Give again, word for word, each line below starting at the one that contains "Check that each instance of the dusty" and ending at the one that contains "Check that each instance of the sheep carries".

[DATA IN THIS EXERCISE]

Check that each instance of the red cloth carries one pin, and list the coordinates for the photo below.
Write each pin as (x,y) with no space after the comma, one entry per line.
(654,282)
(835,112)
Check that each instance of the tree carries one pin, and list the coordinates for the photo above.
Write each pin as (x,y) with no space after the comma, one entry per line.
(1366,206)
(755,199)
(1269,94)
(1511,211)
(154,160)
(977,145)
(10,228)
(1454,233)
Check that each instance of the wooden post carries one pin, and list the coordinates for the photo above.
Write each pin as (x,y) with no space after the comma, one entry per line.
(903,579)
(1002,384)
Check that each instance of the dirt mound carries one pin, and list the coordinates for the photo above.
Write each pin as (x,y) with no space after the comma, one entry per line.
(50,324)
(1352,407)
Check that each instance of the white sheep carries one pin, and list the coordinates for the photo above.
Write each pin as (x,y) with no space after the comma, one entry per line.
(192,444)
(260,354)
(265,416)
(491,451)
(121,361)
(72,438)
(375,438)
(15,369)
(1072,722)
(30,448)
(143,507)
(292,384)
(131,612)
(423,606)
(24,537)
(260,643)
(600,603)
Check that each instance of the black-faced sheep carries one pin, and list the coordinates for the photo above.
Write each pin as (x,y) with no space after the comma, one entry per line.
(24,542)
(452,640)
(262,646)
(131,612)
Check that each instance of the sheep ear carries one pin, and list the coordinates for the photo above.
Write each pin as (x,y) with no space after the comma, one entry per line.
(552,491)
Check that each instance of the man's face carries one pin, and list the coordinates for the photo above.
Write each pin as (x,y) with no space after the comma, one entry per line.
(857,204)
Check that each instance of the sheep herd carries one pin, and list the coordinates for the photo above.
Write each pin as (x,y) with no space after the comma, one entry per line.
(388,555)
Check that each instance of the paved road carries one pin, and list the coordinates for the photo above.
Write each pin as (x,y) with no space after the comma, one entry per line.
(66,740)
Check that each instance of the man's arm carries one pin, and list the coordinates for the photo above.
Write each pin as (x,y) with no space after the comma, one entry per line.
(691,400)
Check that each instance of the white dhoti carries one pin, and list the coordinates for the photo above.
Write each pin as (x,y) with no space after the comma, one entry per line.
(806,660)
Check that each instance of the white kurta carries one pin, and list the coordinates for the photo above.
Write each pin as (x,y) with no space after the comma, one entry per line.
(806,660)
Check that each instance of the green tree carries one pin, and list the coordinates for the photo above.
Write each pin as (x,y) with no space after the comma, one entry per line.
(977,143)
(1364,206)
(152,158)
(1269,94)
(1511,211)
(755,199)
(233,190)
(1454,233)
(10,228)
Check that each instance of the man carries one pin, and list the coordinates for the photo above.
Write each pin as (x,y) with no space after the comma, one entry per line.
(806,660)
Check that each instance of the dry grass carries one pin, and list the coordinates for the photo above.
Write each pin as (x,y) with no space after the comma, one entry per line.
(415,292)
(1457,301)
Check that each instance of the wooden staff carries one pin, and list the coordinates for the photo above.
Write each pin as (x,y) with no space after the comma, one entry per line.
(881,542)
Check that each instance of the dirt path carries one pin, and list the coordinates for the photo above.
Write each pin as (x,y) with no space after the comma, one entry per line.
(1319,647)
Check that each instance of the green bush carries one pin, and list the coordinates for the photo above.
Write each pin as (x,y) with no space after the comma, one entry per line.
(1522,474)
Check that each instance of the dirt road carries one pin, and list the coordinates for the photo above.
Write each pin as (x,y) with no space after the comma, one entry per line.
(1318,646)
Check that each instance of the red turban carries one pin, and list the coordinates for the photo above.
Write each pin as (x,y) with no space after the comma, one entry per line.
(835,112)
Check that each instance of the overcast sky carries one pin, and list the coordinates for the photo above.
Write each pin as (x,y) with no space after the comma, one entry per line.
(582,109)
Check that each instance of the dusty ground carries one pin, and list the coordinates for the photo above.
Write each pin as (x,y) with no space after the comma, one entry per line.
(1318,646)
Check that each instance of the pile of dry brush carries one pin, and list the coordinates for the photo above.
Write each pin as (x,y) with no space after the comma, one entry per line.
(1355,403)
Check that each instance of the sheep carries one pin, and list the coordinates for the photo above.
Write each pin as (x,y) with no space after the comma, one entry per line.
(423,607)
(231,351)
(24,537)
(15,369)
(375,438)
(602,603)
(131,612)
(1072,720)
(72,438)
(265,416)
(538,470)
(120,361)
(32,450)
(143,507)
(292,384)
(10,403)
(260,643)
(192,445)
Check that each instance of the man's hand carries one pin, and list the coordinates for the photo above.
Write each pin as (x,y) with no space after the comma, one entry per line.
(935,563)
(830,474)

[/DATA IN THIS EXERCISE]

YOUR RESPONSE >>
Check that each instance of the dusty ground carries one pin, and list the coordinates for the photo above.
Write each pin as (x,y) with no space after the comma, one entry per line.
(1318,646)
Check that each instance of the pile of dry brush carries one pin, and list the coordinates for the photo above.
Write each pin as (x,y) with no space after the comma, one entry per line.
(1355,403)
Check that each instance of the sheep carries one pin, and list the coordinates for the photo above.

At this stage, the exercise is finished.